Task details:
Could the lines from the one with "Tag the rock" through the end of the listing be restated exactly, with nothing else included?

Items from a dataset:
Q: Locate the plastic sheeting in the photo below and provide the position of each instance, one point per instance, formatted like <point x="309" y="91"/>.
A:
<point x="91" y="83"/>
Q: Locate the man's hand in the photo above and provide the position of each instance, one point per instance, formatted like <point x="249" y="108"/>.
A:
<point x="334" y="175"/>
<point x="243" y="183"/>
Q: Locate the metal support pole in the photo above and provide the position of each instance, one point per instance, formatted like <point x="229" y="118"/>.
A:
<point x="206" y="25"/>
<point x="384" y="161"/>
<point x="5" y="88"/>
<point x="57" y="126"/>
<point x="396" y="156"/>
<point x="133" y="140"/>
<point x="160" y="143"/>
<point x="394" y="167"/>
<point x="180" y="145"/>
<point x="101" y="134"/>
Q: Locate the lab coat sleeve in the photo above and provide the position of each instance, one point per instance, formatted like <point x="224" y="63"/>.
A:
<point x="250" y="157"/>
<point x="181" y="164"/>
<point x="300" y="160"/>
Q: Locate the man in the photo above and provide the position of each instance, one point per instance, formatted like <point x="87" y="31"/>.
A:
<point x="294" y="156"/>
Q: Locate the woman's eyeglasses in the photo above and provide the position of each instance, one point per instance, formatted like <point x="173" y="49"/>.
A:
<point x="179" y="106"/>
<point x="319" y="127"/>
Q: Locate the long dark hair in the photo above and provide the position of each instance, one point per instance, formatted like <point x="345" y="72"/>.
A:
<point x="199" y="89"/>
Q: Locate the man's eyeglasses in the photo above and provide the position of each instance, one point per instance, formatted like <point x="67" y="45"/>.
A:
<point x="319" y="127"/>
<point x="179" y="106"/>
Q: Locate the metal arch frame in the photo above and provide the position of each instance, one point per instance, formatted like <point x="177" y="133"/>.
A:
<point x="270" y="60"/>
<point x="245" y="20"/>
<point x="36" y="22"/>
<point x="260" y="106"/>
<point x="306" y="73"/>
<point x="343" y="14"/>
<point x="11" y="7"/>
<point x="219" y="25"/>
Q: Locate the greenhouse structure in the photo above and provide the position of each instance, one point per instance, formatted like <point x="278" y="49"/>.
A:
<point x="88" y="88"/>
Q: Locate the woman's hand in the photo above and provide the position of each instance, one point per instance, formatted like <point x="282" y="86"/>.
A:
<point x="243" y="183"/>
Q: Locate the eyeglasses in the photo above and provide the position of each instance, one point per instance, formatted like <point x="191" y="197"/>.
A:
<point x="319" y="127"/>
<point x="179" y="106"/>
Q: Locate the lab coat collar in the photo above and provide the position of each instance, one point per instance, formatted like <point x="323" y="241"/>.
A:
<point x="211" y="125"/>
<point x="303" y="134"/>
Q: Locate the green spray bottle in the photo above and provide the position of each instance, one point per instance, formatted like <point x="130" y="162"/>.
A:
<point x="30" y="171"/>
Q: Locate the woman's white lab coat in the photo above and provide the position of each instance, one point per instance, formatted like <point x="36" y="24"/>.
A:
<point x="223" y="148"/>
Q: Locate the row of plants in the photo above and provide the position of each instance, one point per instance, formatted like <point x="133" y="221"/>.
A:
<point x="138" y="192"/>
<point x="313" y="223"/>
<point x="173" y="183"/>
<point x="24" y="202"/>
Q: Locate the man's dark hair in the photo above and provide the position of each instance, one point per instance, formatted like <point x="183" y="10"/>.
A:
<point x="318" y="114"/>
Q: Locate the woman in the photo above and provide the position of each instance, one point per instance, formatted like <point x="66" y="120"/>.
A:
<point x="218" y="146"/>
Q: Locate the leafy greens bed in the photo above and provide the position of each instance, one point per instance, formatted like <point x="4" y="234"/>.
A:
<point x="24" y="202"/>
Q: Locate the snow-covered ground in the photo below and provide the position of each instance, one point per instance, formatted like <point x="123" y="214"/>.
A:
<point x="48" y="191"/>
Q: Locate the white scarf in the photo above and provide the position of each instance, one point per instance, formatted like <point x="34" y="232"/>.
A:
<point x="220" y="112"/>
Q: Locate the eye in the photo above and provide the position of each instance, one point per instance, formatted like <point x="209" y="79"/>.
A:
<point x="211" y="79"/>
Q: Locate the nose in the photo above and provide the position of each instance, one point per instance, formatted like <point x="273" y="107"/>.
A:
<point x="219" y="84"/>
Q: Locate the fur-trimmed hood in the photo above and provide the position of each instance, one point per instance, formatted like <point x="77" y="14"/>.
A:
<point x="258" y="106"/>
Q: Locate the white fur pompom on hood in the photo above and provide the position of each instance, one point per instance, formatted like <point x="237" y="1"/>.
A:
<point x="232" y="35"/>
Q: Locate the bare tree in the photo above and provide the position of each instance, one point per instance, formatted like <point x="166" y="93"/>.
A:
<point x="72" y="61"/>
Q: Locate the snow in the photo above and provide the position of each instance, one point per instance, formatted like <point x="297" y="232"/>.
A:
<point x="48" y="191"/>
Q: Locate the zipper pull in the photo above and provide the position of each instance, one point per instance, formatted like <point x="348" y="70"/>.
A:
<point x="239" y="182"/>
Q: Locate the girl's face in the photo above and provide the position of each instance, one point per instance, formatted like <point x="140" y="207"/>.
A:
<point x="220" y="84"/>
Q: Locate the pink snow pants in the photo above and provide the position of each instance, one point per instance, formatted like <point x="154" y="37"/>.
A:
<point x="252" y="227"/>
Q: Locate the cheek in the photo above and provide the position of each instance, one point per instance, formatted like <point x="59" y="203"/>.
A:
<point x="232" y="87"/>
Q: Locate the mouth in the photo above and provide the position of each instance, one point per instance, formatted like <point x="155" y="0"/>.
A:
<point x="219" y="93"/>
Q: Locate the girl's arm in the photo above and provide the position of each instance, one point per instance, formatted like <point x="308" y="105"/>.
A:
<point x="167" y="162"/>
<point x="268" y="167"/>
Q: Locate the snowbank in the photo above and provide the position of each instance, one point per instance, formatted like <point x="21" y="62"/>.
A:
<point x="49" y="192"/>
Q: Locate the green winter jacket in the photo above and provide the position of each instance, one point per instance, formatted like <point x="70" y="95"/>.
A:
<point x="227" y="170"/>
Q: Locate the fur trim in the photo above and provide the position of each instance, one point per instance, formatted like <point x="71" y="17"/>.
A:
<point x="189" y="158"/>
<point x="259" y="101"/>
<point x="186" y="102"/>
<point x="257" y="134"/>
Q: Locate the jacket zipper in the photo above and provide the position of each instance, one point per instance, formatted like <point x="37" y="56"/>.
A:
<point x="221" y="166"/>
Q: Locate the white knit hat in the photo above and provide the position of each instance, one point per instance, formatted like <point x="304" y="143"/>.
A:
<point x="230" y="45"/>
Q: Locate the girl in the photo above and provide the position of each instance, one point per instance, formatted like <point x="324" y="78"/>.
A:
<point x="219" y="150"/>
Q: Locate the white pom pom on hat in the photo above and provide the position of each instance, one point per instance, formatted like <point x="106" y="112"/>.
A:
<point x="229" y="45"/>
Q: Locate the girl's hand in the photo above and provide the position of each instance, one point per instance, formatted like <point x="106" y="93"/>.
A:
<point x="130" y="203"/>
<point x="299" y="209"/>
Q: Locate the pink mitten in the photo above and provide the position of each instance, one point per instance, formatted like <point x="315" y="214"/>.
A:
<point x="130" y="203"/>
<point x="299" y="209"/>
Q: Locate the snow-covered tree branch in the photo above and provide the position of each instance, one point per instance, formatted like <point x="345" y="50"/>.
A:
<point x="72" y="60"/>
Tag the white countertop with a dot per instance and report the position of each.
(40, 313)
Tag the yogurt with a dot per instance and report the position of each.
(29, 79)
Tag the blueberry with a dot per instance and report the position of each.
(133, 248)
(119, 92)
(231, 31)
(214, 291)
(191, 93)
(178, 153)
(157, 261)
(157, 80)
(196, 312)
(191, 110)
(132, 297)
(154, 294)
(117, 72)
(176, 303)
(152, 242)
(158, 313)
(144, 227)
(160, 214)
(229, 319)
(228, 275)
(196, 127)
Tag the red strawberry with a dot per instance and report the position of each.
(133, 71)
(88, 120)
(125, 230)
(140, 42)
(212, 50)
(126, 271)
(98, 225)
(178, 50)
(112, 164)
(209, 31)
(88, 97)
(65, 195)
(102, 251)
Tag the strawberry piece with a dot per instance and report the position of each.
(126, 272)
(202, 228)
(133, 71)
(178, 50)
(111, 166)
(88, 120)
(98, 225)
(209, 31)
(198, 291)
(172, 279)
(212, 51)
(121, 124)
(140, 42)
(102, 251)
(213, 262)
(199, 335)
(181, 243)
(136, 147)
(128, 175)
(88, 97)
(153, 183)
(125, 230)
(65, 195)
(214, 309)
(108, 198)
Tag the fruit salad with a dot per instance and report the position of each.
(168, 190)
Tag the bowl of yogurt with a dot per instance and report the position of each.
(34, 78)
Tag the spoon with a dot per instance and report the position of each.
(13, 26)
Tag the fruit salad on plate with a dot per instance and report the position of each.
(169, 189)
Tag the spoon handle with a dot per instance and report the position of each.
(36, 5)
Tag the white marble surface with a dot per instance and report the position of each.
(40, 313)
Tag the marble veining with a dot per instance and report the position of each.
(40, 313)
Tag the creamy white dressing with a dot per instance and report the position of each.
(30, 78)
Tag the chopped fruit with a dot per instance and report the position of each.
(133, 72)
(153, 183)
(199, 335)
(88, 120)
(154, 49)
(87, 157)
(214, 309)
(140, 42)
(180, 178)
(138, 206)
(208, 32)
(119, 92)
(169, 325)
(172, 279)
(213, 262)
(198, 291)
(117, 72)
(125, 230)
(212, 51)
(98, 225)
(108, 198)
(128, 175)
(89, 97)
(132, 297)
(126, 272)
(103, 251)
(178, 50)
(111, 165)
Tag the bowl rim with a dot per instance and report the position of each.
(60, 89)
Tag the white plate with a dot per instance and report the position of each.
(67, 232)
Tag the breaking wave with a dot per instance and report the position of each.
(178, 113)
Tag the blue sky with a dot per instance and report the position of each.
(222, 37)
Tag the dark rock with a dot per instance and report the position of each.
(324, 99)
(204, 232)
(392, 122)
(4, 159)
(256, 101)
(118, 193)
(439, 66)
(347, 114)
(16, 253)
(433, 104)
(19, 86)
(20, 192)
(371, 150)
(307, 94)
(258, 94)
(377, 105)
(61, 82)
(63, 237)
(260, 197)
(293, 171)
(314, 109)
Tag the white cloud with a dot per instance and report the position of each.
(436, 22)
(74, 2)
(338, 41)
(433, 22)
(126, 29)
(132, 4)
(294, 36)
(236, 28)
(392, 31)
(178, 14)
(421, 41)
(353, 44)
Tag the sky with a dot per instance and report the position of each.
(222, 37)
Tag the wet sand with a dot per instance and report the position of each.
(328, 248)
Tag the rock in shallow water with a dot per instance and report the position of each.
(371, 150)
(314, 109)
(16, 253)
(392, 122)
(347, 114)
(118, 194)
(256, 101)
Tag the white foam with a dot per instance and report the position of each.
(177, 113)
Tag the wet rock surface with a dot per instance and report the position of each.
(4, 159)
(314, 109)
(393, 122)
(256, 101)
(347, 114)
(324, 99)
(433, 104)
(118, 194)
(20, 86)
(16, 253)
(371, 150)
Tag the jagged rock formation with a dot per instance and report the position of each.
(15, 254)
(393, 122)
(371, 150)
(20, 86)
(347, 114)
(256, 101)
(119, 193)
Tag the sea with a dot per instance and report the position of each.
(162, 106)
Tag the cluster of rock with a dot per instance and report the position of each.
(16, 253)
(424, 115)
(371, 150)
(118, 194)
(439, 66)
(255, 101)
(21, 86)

Answer to the problem:
Tag the rock in shallow water with a dot per instance and report the position of each.
(371, 150)
(314, 109)
(16, 253)
(392, 122)
(347, 114)
(118, 194)
(256, 101)
Tag the white foam with a dot per instance and report the position of each.
(177, 113)
Tag the wet rock surface with a dot per instance and report the position of each.
(4, 159)
(314, 109)
(393, 122)
(256, 101)
(347, 114)
(324, 99)
(433, 104)
(118, 194)
(20, 86)
(16, 253)
(371, 150)
Tag the jagged rock formation with a dot per instance and report the position of each.
(15, 254)
(393, 122)
(371, 150)
(20, 86)
(347, 114)
(256, 101)
(119, 193)
Tag the sea with a dot per instance and report the position of each.
(162, 106)
Tag the cluster of rock with a dot per instance and report the position of each.
(16, 253)
(424, 115)
(371, 150)
(118, 194)
(439, 66)
(255, 101)
(21, 86)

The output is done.